Given task 1 >>
Return every line of the rows that contains the string "spoon".

** begin Document section **

The 23-year period between WWI and WWII, OP-20-G had a real sense of urgency to build a communications intelligence (COMINT) capability to support decision makers with actionable intelligence information. To many in OP-20-G, as well as senior military leaders, it was clear years before the surprise attack on Pearl Harbor that the United State and Japan will go to war. In the years leading up Pearl Harbor, OP-20-G was attempting every possible way to collect, analyze and report on this growing threat.  At the time COMINT was the primary means of intelligence information.

On the featured image starting on the upper left corner, going clock wise is CAPT Laurence F. Safford, Ms. Agnes Meyer Driscoll, CAPT Joseph N. Wenger, Dorman, A. Chauncey, LT Joseph . Rochefort, CAPT George McGinnis, CRM Harry Kidder, CRM Walter McGregor, CAPT Jack S. Holtwick, and CAPT Thomas Dyer.

This time-line below shows how OP-20-G prepared for war.  Please note this is not an exhaustive time-line.


July 28, 1914: Start of WWI

28 July 1916: The US Navy Code and Signal Section was established.

** end Document section **
** begin Data section **

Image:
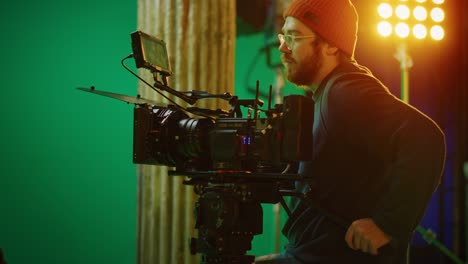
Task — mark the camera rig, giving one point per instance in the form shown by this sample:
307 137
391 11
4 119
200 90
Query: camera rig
234 163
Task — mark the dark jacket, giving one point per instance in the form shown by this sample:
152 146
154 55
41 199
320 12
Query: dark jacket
373 156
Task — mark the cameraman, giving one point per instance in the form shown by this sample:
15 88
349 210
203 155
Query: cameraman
376 160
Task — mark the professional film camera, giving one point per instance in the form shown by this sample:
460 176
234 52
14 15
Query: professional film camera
234 163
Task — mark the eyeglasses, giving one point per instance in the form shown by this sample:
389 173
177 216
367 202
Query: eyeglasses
290 39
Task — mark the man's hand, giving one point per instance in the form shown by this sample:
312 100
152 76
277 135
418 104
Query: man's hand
365 235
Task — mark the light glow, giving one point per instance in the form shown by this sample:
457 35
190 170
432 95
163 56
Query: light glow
419 31
402 12
384 28
437 14
420 13
385 10
437 32
402 30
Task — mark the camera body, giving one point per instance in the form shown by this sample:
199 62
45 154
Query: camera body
168 136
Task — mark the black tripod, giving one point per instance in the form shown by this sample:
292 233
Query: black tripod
228 214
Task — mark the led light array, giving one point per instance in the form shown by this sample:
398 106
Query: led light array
417 17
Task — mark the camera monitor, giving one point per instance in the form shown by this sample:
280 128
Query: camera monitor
150 53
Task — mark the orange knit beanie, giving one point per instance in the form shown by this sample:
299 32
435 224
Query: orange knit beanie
334 20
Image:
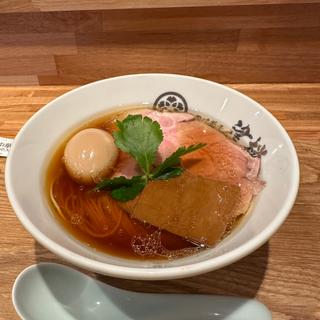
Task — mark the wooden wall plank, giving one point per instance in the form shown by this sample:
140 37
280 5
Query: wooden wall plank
210 19
240 44
29 44
285 40
51 22
222 67
251 67
101 43
73 5
18 80
31 65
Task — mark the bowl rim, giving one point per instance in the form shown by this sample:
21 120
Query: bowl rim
156 273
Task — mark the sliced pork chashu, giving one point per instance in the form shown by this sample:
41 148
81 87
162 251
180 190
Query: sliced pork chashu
190 206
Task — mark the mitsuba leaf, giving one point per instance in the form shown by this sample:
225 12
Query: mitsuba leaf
174 159
170 172
117 182
127 193
140 137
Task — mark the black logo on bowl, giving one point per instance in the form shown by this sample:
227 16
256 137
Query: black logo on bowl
171 101
255 148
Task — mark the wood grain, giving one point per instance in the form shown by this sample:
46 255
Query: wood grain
238 44
284 273
71 5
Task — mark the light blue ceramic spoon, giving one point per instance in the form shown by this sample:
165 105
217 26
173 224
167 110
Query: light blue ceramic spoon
51 291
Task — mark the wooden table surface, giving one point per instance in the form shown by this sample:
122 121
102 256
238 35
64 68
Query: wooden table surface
284 273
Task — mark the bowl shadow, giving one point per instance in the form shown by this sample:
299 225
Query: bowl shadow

** end Data section **

Given task 2 >>
Condense the paragraph of the OP-20-G history that begins "The 23-year period between WWI and WWII" into a short bulleted list that keeps its main facts.

Final result 1 >>
Task — mark the light blue ceramic spoon, giving one point per instance in the form shown by this sample:
Query: light blue ceramic spoon

Final result 2 >>
- During the 23 years between WWI and WWII, OP-20-G felt real urgency to build a communications intelligence (COMINT) capability that could give decision makers actionable intelligence.
- Years before the surprise attack on Pearl Harbor, many in OP-20-G and senior military leaders saw that the United States and Japan would go to war.
- Before Pearl Harbor, OP-20-G tried every possible way to collect, analyze, and report on this growing threat.
- At the time, COMINT was the primary means of intelligence information.